**REQUIREMENT:** From the line containing "Query: person walking on platform" down to the last line of the records below, give every line again without any change.

(Source records)
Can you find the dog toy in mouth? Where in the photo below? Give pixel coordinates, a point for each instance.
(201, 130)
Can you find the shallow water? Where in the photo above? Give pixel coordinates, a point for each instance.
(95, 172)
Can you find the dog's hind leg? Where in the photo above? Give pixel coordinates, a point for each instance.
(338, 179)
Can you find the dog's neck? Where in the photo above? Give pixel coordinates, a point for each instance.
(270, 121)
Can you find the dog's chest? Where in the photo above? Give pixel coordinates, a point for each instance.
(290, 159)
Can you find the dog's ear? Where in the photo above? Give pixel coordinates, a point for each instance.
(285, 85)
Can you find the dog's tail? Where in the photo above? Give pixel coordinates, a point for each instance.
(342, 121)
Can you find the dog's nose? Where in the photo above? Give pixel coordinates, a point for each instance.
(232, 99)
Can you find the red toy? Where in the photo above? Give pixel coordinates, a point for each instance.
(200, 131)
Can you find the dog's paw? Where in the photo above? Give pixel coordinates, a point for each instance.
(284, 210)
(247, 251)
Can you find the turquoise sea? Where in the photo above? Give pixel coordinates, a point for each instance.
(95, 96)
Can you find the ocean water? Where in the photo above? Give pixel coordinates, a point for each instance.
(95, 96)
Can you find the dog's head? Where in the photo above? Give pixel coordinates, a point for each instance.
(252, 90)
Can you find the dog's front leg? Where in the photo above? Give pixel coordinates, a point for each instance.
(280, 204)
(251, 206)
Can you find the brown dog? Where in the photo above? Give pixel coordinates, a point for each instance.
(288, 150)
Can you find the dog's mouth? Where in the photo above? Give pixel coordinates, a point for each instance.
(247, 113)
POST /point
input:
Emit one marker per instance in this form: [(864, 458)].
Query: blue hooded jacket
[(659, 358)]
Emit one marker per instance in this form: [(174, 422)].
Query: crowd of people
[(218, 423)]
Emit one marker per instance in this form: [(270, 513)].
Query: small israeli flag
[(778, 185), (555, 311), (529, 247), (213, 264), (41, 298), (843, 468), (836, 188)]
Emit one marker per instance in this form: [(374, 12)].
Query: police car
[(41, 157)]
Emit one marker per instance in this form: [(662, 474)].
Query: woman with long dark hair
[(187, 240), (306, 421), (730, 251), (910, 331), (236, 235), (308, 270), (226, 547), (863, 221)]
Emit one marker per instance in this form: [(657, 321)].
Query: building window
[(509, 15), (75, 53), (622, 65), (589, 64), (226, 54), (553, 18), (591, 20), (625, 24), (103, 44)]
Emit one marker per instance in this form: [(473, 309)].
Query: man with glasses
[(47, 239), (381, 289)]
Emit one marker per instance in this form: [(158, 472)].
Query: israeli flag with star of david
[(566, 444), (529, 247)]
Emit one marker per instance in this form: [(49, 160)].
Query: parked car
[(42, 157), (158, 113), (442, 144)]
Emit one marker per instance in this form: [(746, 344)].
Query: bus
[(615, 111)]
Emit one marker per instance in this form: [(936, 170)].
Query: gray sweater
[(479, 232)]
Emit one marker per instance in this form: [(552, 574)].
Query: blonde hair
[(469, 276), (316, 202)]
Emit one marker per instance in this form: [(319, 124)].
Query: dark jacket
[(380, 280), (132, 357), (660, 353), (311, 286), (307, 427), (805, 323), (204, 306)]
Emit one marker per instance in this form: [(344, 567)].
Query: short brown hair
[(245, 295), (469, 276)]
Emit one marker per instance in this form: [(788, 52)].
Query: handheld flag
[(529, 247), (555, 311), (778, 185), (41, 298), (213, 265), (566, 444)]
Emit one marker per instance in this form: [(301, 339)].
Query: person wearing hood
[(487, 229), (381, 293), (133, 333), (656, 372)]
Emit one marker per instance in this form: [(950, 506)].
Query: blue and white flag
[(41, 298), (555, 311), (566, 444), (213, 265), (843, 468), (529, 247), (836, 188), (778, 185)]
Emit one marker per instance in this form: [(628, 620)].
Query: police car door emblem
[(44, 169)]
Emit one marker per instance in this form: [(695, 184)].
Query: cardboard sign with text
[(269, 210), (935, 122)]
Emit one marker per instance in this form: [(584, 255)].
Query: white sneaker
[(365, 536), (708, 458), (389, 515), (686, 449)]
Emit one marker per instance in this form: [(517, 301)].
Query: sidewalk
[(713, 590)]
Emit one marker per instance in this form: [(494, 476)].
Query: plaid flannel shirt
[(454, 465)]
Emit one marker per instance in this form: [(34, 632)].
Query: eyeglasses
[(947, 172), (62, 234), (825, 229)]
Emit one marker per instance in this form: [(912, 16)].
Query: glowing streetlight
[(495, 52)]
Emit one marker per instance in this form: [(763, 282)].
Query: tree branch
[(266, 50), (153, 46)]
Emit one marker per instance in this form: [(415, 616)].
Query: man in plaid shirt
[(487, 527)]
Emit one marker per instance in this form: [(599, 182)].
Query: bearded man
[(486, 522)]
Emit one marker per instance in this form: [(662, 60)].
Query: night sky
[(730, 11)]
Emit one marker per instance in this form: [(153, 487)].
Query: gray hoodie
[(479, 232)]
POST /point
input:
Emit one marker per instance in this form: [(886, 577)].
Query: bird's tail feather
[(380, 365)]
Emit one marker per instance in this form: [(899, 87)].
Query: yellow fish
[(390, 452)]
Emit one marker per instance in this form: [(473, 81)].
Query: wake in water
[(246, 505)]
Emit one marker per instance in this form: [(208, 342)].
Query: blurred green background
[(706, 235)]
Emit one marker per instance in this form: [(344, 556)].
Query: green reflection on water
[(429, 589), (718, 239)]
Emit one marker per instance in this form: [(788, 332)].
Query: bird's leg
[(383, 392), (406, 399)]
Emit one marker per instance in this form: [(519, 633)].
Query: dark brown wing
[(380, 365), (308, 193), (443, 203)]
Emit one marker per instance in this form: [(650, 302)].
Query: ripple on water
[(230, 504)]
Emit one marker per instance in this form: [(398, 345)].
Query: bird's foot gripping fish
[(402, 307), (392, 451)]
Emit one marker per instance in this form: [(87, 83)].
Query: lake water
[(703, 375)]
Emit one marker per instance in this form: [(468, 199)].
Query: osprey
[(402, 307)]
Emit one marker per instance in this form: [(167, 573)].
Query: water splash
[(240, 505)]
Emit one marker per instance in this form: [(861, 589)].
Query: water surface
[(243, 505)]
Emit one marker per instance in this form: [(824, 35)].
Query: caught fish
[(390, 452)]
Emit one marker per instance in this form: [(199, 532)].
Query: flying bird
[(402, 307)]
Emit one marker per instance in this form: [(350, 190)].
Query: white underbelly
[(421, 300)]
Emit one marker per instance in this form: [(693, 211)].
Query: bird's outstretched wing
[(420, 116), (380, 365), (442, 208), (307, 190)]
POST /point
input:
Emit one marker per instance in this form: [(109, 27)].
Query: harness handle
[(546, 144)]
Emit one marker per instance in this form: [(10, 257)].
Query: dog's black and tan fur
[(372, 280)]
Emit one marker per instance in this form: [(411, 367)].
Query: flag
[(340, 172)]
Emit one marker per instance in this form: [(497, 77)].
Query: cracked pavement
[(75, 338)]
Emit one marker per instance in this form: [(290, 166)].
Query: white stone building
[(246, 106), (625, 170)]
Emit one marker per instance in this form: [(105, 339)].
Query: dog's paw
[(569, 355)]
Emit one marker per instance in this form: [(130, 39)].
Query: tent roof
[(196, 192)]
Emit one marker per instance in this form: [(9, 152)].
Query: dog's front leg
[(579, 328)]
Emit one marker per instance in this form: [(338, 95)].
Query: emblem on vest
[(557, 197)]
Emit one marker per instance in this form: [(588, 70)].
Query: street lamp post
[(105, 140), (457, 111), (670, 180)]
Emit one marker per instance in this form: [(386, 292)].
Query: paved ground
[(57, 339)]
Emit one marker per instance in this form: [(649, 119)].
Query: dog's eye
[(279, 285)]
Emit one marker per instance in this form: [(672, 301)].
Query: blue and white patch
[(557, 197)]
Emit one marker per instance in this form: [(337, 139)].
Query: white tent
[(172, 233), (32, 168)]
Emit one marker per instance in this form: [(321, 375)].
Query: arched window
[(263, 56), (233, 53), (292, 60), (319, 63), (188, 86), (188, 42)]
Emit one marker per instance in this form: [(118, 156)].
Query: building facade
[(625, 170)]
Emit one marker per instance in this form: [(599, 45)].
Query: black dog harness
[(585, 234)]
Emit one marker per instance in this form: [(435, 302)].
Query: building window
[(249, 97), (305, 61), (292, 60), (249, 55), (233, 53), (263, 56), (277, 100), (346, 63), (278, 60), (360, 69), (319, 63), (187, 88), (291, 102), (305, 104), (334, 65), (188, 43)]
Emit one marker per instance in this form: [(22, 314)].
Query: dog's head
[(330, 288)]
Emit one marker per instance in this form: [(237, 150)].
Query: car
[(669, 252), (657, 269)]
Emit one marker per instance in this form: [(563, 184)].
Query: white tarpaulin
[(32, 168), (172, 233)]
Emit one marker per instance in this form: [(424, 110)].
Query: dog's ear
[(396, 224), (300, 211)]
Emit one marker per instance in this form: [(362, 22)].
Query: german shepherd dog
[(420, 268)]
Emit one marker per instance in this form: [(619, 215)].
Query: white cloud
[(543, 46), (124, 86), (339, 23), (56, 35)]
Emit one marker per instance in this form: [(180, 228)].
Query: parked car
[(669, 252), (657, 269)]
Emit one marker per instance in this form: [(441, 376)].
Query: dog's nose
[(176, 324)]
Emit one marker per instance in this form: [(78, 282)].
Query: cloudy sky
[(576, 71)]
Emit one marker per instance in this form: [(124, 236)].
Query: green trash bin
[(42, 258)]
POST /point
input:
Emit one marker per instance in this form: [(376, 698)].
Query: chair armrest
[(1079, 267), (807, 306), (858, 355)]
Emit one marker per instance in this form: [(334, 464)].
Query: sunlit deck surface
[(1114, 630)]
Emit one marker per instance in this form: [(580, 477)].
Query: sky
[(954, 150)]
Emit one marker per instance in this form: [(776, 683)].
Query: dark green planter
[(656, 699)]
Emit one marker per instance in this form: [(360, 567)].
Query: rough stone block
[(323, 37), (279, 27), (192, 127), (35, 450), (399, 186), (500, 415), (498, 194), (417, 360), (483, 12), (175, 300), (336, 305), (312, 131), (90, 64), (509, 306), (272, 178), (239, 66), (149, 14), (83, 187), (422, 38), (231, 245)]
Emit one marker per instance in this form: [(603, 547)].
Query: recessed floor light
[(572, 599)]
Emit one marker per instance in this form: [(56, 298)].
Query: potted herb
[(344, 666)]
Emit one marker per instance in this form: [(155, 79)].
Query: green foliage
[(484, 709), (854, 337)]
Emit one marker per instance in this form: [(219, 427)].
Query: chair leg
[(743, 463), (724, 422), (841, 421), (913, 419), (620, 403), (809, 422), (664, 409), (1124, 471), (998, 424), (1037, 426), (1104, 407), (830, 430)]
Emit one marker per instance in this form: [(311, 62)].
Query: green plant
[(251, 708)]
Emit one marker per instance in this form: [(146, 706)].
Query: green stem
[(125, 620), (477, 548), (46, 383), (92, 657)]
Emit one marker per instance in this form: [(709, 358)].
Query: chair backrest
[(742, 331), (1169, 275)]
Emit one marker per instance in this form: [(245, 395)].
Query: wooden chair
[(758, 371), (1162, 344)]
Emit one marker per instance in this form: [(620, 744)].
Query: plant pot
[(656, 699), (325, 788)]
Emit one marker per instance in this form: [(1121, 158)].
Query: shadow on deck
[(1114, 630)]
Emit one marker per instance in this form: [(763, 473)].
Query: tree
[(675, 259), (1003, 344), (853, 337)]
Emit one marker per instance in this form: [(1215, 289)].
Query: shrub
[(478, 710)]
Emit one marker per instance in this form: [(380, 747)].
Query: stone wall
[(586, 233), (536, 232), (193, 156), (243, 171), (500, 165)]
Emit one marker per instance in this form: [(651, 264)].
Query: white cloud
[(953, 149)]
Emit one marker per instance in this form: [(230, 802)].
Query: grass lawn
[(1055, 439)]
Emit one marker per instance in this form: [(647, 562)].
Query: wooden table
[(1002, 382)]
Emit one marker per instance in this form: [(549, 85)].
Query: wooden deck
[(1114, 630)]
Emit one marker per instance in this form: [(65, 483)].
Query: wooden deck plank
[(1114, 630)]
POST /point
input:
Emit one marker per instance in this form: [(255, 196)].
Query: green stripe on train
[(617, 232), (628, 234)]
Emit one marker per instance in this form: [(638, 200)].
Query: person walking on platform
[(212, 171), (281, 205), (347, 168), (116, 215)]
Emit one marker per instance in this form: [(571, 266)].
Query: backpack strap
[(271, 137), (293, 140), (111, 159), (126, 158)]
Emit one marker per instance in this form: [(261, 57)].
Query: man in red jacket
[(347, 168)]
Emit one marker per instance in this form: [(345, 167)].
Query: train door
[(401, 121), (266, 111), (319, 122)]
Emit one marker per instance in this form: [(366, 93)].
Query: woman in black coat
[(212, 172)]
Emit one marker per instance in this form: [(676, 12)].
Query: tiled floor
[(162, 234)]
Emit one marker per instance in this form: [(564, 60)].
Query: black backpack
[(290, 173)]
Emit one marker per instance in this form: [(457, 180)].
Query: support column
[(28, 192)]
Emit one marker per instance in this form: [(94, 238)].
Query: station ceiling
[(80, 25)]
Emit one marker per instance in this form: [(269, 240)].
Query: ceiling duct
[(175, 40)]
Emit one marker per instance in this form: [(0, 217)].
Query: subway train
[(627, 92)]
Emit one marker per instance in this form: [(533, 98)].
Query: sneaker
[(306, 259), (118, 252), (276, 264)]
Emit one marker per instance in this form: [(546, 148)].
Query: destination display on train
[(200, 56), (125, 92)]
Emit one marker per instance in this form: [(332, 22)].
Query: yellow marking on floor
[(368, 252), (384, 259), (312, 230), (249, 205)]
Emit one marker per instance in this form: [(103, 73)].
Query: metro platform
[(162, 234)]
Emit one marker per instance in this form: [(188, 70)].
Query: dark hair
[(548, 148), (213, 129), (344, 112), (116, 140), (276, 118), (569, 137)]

**RESULT:**
Query: person walking on platform
[(212, 171), (281, 205), (347, 168), (116, 215)]
Emit one marker per instance in this form: [(571, 266)].
Query: backpack strap
[(271, 137), (293, 140), (111, 159), (126, 158)]
Emit one marker per instance in this form: [(261, 57)].
Query: man in red jacket
[(347, 168)]
Emit one marker per instance in this form: [(345, 167)].
Query: train door
[(401, 121), (266, 111), (319, 122)]
Emit one marker per instance in this form: [(366, 93)].
Query: woman in black coat
[(212, 172)]
Emit one marker per instance in this form: [(676, 12)].
Query: tiled floor
[(162, 234)]
Emit one marker per instance in this form: [(564, 60)].
Query: black backpack
[(290, 173)]
Emit one marker per instance in this form: [(457, 180)].
Query: support column
[(28, 192)]
Emit one marker per instance in this form: [(94, 238)].
Query: station ceiling
[(80, 25)]
Emit one marker per instance in this form: [(269, 240)].
Query: ceiling duct
[(175, 40)]
Emit one marker per instance in this form: [(0, 217)].
Query: subway train
[(627, 92)]
Emit one marker per instance in this form: [(533, 98)].
Query: sneaker
[(306, 259), (118, 252), (276, 264)]
Emit one marker per instance in this form: [(546, 148)].
Query: destination display on train
[(200, 56), (125, 92)]
Emit one marker per instance in this form: [(332, 22)].
Query: yellow marking on floor
[(368, 252), (384, 259), (312, 230), (249, 205)]
Emit one marker per instance in this form: [(103, 73)].
Query: metro platform
[(162, 234)]
Emit one marker per instance in this form: [(188, 70)].
Query: dark hair
[(548, 148), (213, 129), (344, 112), (116, 140), (276, 118), (569, 137)]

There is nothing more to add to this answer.